Task objective |
In the records below, find the line that contains "x=25, y=383", then transcribe it and every later line exactly, stopping at the final line.

Data supplied |
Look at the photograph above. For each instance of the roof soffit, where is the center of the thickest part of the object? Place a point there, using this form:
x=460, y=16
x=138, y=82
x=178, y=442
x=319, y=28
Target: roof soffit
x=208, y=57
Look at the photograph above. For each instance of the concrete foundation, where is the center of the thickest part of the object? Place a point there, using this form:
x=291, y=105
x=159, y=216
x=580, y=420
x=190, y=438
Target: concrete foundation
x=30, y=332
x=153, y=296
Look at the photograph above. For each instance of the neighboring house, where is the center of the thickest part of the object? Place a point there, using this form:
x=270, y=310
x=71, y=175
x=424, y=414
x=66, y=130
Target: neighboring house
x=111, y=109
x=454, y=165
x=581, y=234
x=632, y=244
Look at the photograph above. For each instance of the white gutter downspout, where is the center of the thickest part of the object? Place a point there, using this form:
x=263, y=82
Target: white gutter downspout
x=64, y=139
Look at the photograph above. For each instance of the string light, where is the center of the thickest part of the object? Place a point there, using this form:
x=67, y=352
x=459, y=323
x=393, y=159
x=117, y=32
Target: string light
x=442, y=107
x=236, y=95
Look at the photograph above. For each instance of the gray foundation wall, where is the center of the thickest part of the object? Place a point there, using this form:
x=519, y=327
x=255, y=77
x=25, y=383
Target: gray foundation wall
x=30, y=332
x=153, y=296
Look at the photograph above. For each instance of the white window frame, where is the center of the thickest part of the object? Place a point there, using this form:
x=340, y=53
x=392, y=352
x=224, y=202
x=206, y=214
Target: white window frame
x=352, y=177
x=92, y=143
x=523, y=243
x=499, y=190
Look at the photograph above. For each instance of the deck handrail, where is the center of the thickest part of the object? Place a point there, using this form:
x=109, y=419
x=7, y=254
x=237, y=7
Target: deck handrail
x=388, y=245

Exercise solution |
x=25, y=383
Target: gray foundation wall
x=30, y=332
x=153, y=296
Look at the photograph above. For each instance of the white window frame, where is the center of the thickest part of the object? Place a point there, using this form:
x=340, y=53
x=392, y=352
x=224, y=202
x=206, y=214
Target: white window frame
x=352, y=177
x=92, y=143
x=523, y=243
x=499, y=190
Look at the photograph above. For each instance of the deck handrail, where is the center of the thickest part of the object? Place a point there, using this form:
x=109, y=419
x=7, y=254
x=237, y=7
Target: deck handrail
x=388, y=245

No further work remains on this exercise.